■ **THE PROBLEM**
Excluding pictures, what does the listing below contain from the line with "The response SHOULD mark one point per instance of the murky" up to and including the line with "formatted like (1094,170).", word for word?

■ **EXTRACTED MATERIAL**
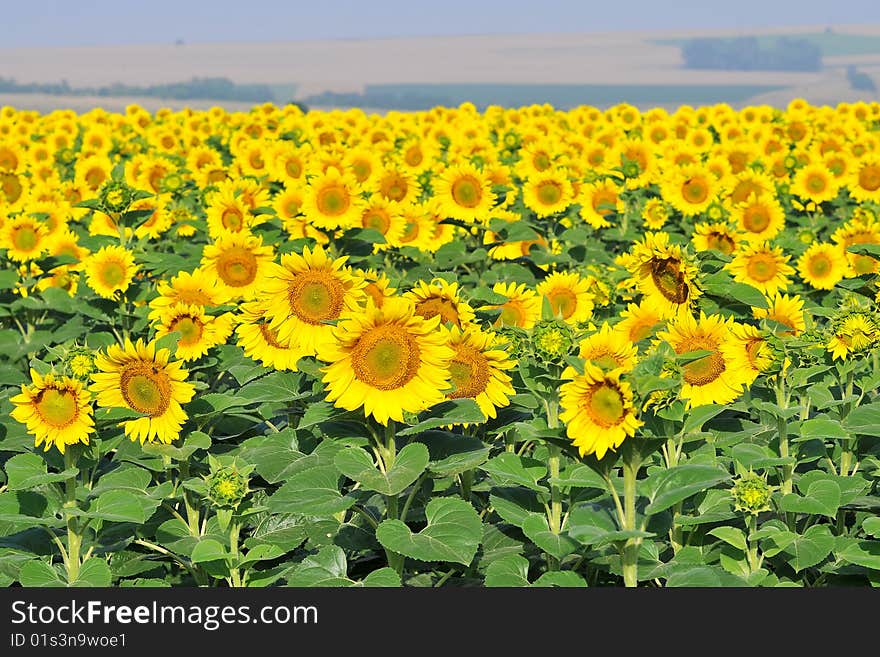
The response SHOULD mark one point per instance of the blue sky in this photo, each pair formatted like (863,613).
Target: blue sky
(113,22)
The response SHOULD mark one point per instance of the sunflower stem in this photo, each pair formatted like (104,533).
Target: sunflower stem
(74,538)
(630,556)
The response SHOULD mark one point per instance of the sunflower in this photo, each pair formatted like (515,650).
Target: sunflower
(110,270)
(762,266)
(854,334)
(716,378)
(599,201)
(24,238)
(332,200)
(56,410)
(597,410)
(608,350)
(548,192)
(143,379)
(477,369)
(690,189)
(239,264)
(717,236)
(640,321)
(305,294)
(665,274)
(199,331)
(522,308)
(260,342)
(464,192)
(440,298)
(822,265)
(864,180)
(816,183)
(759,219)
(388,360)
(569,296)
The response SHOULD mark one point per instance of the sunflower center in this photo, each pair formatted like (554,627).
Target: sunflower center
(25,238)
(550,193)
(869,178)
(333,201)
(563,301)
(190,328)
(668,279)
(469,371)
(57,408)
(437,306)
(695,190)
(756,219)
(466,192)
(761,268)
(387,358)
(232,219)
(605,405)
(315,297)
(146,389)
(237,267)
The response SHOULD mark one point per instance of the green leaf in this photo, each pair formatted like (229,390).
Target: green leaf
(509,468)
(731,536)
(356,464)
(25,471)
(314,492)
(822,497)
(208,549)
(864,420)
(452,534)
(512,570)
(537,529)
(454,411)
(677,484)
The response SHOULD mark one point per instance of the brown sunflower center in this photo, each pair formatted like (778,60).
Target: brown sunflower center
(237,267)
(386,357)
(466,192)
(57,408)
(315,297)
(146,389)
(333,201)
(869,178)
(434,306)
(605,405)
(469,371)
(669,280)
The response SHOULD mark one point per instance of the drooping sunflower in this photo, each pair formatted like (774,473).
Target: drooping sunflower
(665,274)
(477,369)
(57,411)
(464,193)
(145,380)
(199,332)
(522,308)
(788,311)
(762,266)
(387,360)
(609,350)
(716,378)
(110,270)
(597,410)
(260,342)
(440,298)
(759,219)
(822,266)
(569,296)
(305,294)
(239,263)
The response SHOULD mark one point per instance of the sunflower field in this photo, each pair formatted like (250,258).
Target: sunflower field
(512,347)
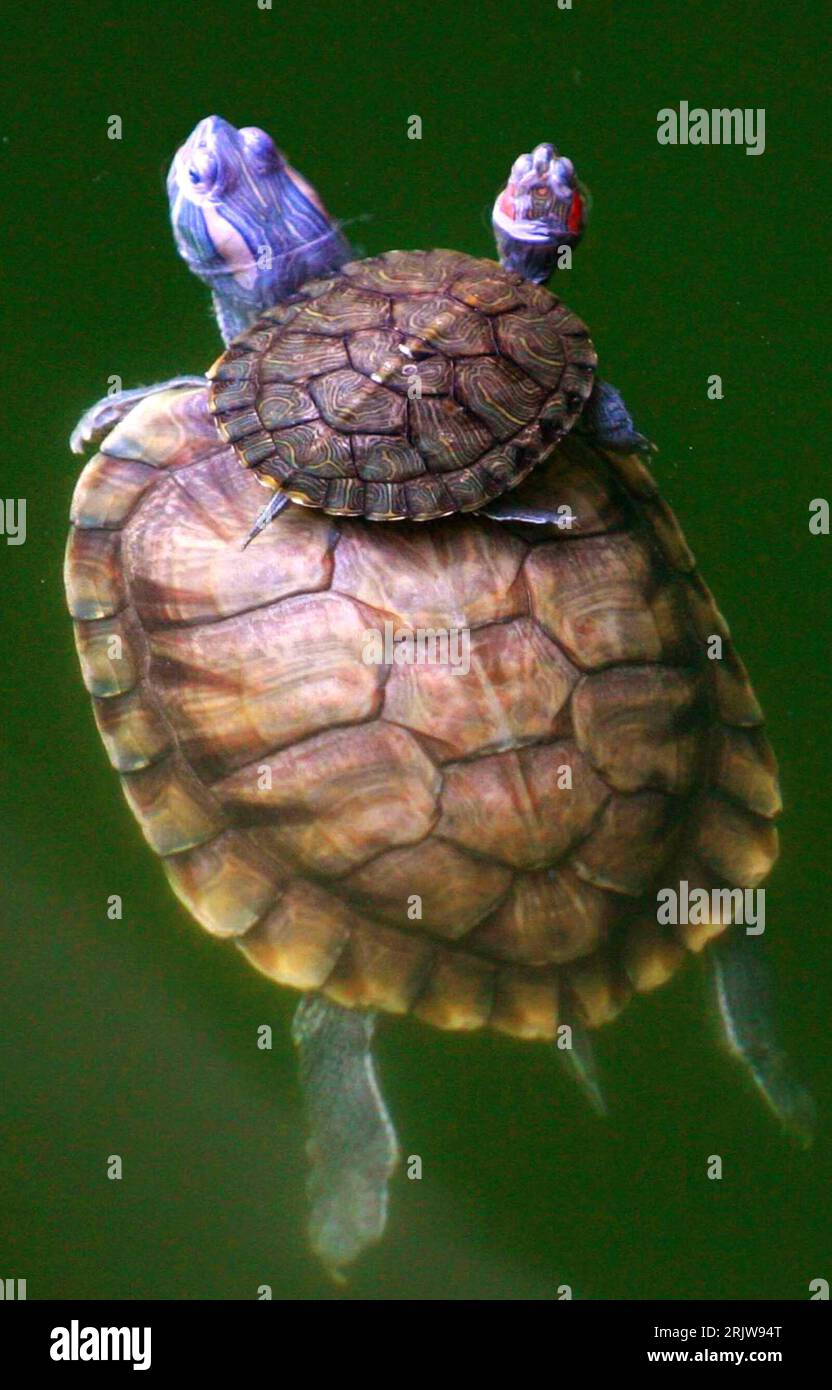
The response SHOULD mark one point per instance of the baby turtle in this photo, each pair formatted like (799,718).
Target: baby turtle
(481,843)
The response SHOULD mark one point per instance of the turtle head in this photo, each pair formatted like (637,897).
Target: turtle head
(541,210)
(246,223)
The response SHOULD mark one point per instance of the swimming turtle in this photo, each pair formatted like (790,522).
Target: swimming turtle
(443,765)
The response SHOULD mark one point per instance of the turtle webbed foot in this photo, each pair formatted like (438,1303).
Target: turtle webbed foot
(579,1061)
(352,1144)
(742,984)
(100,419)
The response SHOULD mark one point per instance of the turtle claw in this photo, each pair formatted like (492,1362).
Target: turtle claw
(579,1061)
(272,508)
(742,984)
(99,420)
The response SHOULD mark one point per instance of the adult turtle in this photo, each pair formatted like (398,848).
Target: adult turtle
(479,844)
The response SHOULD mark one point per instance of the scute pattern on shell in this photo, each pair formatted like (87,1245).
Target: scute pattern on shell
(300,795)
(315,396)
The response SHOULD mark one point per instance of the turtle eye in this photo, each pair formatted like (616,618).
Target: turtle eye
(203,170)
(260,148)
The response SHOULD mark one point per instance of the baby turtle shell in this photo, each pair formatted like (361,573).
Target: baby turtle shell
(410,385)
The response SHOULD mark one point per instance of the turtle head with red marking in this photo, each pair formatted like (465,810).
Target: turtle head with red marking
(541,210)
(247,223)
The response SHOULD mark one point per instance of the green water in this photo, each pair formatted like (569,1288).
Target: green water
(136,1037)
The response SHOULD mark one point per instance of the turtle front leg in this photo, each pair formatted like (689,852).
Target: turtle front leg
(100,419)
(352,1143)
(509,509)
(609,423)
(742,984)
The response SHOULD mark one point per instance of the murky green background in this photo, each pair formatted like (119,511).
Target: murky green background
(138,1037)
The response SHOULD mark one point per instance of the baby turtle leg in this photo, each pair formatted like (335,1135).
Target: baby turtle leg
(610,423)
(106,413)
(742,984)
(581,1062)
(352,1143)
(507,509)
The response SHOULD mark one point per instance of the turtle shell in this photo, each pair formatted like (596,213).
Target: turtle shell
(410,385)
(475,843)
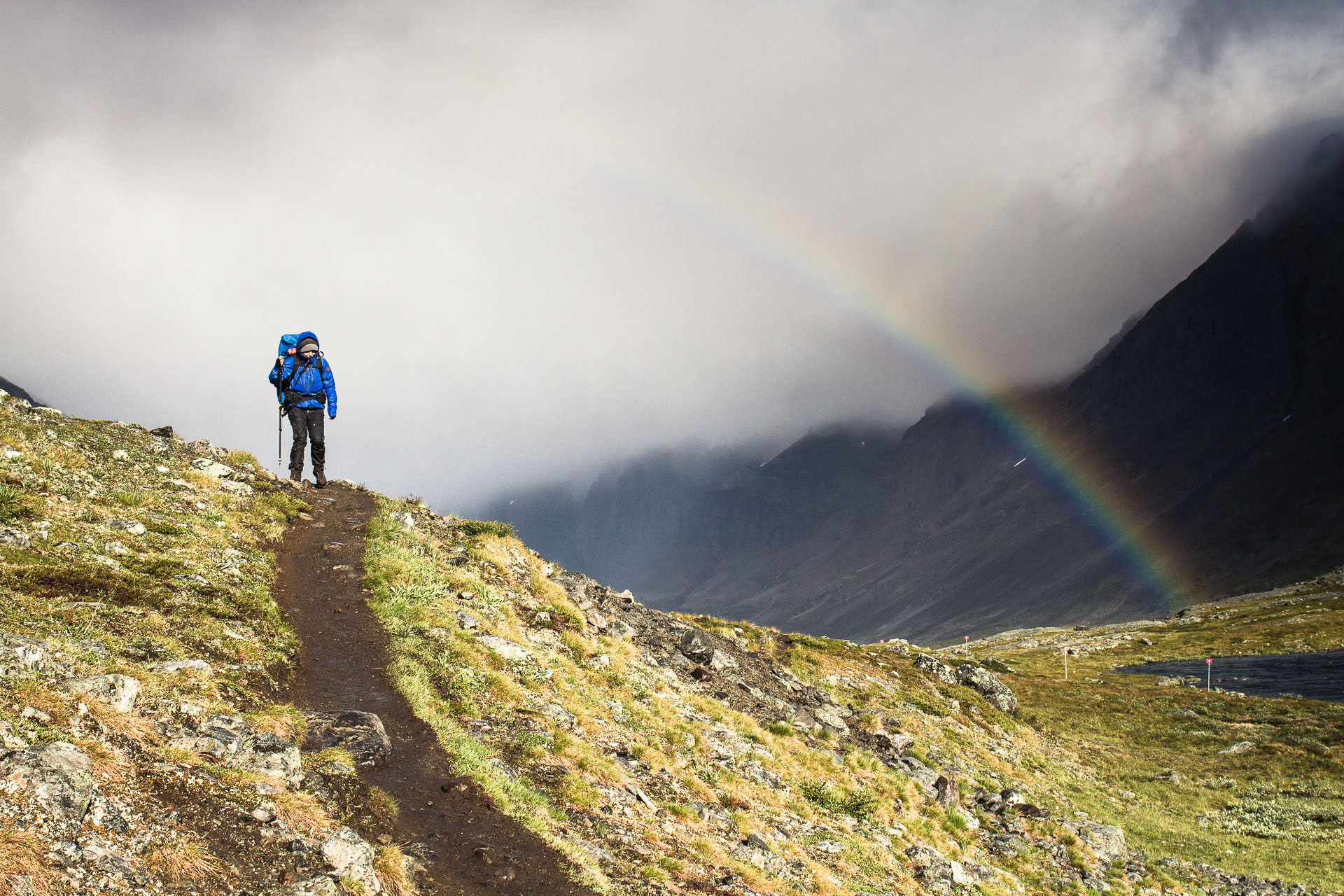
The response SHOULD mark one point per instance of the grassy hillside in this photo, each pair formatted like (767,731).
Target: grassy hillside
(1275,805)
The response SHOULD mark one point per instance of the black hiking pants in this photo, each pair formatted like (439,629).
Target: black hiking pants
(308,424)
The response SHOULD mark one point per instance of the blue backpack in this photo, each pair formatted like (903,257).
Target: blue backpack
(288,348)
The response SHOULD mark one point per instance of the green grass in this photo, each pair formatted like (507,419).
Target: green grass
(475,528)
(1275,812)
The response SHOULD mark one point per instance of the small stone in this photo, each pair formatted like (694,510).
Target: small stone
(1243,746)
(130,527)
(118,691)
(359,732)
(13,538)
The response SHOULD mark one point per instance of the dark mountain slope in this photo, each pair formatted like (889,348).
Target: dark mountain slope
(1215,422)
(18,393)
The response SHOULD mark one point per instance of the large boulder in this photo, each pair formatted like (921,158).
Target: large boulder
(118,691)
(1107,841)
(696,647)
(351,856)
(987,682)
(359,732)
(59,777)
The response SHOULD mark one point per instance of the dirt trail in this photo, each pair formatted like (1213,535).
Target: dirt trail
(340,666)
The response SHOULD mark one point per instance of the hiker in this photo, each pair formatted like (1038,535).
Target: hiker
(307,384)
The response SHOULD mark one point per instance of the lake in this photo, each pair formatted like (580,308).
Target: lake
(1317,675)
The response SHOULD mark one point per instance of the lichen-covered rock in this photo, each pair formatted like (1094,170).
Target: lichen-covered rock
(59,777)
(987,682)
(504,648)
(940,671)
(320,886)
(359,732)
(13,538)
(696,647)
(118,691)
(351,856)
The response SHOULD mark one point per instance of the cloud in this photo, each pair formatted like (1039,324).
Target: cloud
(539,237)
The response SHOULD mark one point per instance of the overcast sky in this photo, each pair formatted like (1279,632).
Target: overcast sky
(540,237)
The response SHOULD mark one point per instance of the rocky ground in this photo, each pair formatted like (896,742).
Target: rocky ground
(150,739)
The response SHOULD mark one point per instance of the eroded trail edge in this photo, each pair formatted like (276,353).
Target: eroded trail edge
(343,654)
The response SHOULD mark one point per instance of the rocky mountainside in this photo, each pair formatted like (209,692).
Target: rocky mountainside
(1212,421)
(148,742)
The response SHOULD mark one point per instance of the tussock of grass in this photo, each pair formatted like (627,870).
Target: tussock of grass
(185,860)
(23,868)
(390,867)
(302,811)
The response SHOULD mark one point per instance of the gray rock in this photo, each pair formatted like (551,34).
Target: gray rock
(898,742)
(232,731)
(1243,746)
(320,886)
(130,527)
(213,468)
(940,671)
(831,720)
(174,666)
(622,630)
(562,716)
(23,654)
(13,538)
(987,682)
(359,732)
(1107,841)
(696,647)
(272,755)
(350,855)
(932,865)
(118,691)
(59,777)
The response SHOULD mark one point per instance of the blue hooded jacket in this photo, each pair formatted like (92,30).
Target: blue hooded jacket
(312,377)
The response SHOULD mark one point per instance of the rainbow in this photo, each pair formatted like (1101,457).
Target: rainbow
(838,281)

■ **RESULT OF THIS EXERCISE**
The response SHOULD mark one point per instance of the murky green background in this photo, each pair formatted like (119,511).
Target: murky green background
(138,1037)
The response SHOULD mark one point per instance of the baby turtle leg in this photo, each pair formatted like (335,1135).
Target: baby turtle leg
(610,423)
(106,413)
(742,984)
(581,1062)
(352,1143)
(507,509)
The response SHOULD mark one point per instance of the turtle shell in this photo, each pair formatted like (596,213).
Target: turtle shell
(410,385)
(475,843)
The response SHOULD mark one point per instance of the grassy hillside in this photo, each pair formatted like (767,731).
Target: grassy hillside
(1275,805)
The response SHOULD mark one point per instance of the black hiking pants in this photo, each pair formatted like (439,629).
Target: black hiking pants
(308,424)
The response SHOULD mark one point per instance of the blue backpack in this photo, each pair formatted like (903,257).
Target: blue backpack
(288,348)
The response SHOULD mark one point per instance of the green grass in this photo, each pair formatted like (507,419).
Target: green grass
(475,528)
(1275,812)
The response SHOULD mark one point per instance of the small stone in this photo, each pair formatted like (694,510).
Target: small stone
(1243,746)
(130,527)
(118,691)
(359,732)
(13,538)
The response SHOULD mark one point per instance of the dark mountain slope in this photo, each pair formatted like (889,348).
Target: dark mountain slope
(1215,422)
(18,393)
The response SHOULD mark one point per instance of the large boulder in this photo, each pair formatted like (921,158).
Target: large boulder
(118,691)
(1107,841)
(696,647)
(351,856)
(987,682)
(359,732)
(59,777)
The response SHOULD mark one point per instance of the dirt trail in this photo, each pair formatted like (1213,535).
Target: dirt trail
(340,666)
The response SHOULD mark one point per instance of the hiker in this photo, each pair formatted like (1038,535).
Target: hiker
(307,384)
The response SHOULD mark one point per instance of the lake in this photo, each pair formatted like (580,308).
Target: lake
(1317,675)
The response SHOULD mark one point per instance of the lichen-covered rock in this photo, each pair formatted like (1094,170).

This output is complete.